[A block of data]
Begin
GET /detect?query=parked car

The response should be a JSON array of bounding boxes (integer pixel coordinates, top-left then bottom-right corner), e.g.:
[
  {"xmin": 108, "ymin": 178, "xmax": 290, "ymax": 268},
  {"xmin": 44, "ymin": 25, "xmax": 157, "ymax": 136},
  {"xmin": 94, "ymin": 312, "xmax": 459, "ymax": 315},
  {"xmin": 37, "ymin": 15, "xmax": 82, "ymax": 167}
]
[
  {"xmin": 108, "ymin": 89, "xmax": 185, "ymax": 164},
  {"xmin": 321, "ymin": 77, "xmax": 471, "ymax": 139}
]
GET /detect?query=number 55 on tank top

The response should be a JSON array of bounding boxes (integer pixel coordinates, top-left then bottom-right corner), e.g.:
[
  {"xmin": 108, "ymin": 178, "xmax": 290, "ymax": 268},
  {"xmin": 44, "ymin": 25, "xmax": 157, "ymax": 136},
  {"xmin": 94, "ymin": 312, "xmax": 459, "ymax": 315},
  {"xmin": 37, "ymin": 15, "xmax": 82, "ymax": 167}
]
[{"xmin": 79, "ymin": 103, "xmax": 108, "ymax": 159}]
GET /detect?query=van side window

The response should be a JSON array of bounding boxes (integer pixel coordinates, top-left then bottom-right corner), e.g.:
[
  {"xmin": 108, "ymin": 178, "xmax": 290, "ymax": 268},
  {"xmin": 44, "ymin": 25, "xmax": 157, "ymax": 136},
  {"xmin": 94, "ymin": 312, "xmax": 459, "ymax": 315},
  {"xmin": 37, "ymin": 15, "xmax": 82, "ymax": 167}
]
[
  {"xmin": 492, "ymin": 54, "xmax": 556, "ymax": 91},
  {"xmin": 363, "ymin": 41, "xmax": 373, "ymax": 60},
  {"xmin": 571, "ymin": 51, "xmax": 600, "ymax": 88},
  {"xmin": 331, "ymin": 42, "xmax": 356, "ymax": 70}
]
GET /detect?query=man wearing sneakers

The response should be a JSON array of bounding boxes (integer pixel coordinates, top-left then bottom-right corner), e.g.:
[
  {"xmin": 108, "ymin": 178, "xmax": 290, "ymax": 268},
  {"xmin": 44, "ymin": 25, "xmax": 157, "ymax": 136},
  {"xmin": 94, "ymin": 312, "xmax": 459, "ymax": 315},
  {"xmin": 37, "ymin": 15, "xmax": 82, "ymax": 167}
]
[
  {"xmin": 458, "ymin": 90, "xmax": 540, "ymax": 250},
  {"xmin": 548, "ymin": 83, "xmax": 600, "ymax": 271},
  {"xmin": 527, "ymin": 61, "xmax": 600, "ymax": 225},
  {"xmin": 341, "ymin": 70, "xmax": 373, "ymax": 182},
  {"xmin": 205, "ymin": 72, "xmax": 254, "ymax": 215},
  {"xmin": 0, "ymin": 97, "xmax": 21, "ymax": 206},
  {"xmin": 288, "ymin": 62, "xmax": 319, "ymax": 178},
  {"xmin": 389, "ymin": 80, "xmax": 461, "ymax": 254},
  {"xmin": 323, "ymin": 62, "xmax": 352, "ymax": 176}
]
End
Can you write out the entries again, starting with the line containing "GET /detect?query=man wearing sneakers" and going on through the end of the entries, requests included, with every bounding-box coordinate in the answers multiplied by 1.85 and rounded to a whole number, halves rounded up? Leave the numbers in the requests and in their sample formats unchanged.

_Result of this task_
GET /detect?query=man wearing sneakers

The response should be a JSON array of bounding boxes (integer pixel coordinates, top-left then bottom-right corner), e.g.:
[
  {"xmin": 108, "ymin": 178, "xmax": 290, "ymax": 268},
  {"xmin": 44, "ymin": 25, "xmax": 157, "ymax": 136},
  {"xmin": 94, "ymin": 312, "xmax": 459, "ymax": 315},
  {"xmin": 37, "ymin": 15, "xmax": 82, "ymax": 167}
]
[
  {"xmin": 847, "ymin": 167, "xmax": 999, "ymax": 463},
  {"xmin": 1014, "ymin": 154, "xmax": 1110, "ymax": 501},
  {"xmin": 975, "ymin": 113, "xmax": 1110, "ymax": 416},
  {"xmin": 631, "ymin": 130, "xmax": 690, "ymax": 337},
  {"xmin": 379, "ymin": 133, "xmax": 470, "ymax": 398},
  {"xmin": 0, "ymin": 179, "xmax": 39, "ymax": 381},
  {"xmin": 533, "ymin": 115, "xmax": 590, "ymax": 329},
  {"xmin": 720, "ymin": 148, "xmax": 853, "ymax": 470},
  {"xmin": 598, "ymin": 115, "xmax": 651, "ymax": 326}
]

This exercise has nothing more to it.